Rewrite the material below so that "keypoint" becomes "marker" everywhere, with everything else kept the same.
◇ ◇ ◇ ◇ ◇ ◇ ◇
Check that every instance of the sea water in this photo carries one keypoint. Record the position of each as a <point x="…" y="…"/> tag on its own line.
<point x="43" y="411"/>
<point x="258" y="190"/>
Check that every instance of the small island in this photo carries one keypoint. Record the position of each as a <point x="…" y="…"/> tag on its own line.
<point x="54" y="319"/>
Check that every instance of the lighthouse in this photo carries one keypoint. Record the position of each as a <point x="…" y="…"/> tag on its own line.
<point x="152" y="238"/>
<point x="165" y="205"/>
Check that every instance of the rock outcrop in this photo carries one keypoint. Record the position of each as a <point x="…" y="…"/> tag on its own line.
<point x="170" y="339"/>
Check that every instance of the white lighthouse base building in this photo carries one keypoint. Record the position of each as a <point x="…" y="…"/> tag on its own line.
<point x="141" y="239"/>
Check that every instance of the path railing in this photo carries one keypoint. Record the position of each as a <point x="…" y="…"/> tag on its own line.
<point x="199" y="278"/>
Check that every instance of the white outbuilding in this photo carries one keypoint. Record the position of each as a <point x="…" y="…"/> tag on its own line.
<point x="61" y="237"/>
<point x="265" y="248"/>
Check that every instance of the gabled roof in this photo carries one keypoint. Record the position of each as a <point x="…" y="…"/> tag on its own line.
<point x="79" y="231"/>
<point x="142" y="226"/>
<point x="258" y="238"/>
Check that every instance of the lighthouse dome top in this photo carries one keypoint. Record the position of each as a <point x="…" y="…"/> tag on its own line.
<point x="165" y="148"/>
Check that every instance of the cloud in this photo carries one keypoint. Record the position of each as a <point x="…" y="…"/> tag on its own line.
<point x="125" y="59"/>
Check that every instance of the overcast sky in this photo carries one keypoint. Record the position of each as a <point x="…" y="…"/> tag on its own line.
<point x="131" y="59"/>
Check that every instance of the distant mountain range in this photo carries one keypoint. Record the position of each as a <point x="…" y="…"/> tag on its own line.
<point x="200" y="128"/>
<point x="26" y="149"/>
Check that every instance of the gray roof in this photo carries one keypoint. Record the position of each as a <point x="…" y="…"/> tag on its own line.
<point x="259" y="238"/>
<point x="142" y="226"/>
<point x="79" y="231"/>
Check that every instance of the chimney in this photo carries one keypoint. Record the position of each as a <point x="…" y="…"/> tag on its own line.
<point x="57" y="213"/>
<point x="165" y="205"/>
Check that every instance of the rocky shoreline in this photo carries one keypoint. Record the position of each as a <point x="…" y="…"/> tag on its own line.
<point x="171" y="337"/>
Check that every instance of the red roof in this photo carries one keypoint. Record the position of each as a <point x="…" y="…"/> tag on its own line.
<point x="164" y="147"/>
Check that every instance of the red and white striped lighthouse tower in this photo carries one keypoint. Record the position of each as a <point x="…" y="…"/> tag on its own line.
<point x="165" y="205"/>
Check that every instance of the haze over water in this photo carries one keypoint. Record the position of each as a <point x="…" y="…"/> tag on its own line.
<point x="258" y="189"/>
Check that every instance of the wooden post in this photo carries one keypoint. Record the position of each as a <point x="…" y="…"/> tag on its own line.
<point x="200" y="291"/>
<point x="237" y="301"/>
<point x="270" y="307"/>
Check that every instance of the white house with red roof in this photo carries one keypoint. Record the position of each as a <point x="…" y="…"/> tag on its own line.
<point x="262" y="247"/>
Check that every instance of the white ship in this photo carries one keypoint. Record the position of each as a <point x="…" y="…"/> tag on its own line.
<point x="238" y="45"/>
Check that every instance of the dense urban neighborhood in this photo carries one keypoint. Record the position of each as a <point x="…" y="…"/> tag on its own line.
◇ ◇ ◇ ◇ ◇ ◇ ◇
- _The output_:
Check that every instance of the sea water in this photo carries one marker. Record the position of each as a <point x="…" y="…"/> tag on its own line.
<point x="43" y="411"/>
<point x="258" y="190"/>
Check that every instance of the small island in this photo carries one marker. Record the position of each as a <point x="…" y="…"/> tag on its own line.
<point x="54" y="319"/>
Check that every instance of the lighthouse in this photo carries one marker. Record the position of each as a <point x="…" y="…"/> tag on its own line.
<point x="152" y="238"/>
<point x="165" y="205"/>
Check that every instance of the rock outcrop in this photo carries one marker. Record the position of each as a <point x="…" y="…"/> tag on its own line.
<point x="170" y="339"/>
Check that every instance of the white lighthouse base building in this photo carries one marker. Record the position of each as a <point x="…" y="…"/> tag on its own line.
<point x="141" y="239"/>
Check that every instance of the path railing in this photo carries one marker. Record the position of each as a <point x="…" y="…"/> tag on its own line.
<point x="199" y="278"/>
Check that every instance of the white outbuilding in this photo carries one marker. Record the position of each as a <point x="…" y="…"/> tag on its own line.
<point x="61" y="237"/>
<point x="265" y="248"/>
Check that every instance of the gabled roof in this photo carries one marker. Record the position of each as a <point x="…" y="…"/> tag on its own line.
<point x="79" y="231"/>
<point x="142" y="226"/>
<point x="258" y="238"/>
Check that every instance of the lighthouse dome top in this photo carries one marker. Record the position of each as a <point x="…" y="…"/> tag on its own line.
<point x="165" y="148"/>
Check that every instance of the cloud in this photo carries one marker. Record the position of each as a <point x="…" y="…"/> tag on its own line.
<point x="125" y="59"/>
Check that every instance of the overcast sky in this photo carries one marker. Record the position of each as a <point x="…" y="…"/> tag on its own line.
<point x="131" y="59"/>
Check that every instance of the distant mountain range in this photo carries one marker. Record the position of each as a <point x="…" y="…"/> tag on its own line.
<point x="200" y="128"/>
<point x="26" y="149"/>
Check that every instance of the gray roof in this photo carries one marker. Record the position of each as a <point x="…" y="…"/> tag on its own line.
<point x="259" y="238"/>
<point x="142" y="226"/>
<point x="79" y="231"/>
Check that every instance of the chimney in this photo carries one marker. Record the position of each as a <point x="…" y="…"/> tag on its own line.
<point x="57" y="213"/>
<point x="165" y="205"/>
Check that every instance of the rocky shoreline in this photo carries one marker. Record the position of each as a <point x="…" y="…"/> tag on its own line.
<point x="171" y="337"/>
Check that every instance of the red roof in this photo carries one marker. Record the position of each as a <point x="…" y="…"/> tag on its own line.
<point x="164" y="147"/>
Check that every instance of the red and white striped lighthouse tower in this photo carries one marker. Record the position of each as a <point x="…" y="…"/> tag on its own line.
<point x="165" y="205"/>
Check that every instance of the haze over water in this photo carries one marker. Record the position of each as a <point x="…" y="…"/> tag on its own line.
<point x="258" y="189"/>
Check that every instance of the wooden post in this photo carries one marker. Record the position of each as a <point x="…" y="…"/> tag on its own line.
<point x="200" y="291"/>
<point x="237" y="301"/>
<point x="270" y="307"/>
Check that every instance of the white house with red roof in this photo carries one marker. Record the position of each as a <point x="…" y="…"/> tag on its own line.
<point x="262" y="247"/>
Check that every instance of the white ship in this photo carries one marker. Record the position of each as a <point x="…" y="…"/> tag on its own line.
<point x="238" y="45"/>
Check that every instance of the dense urban neighborhood in this photo carries one marker. Record the position of each as a <point x="…" y="…"/> tag on its own line.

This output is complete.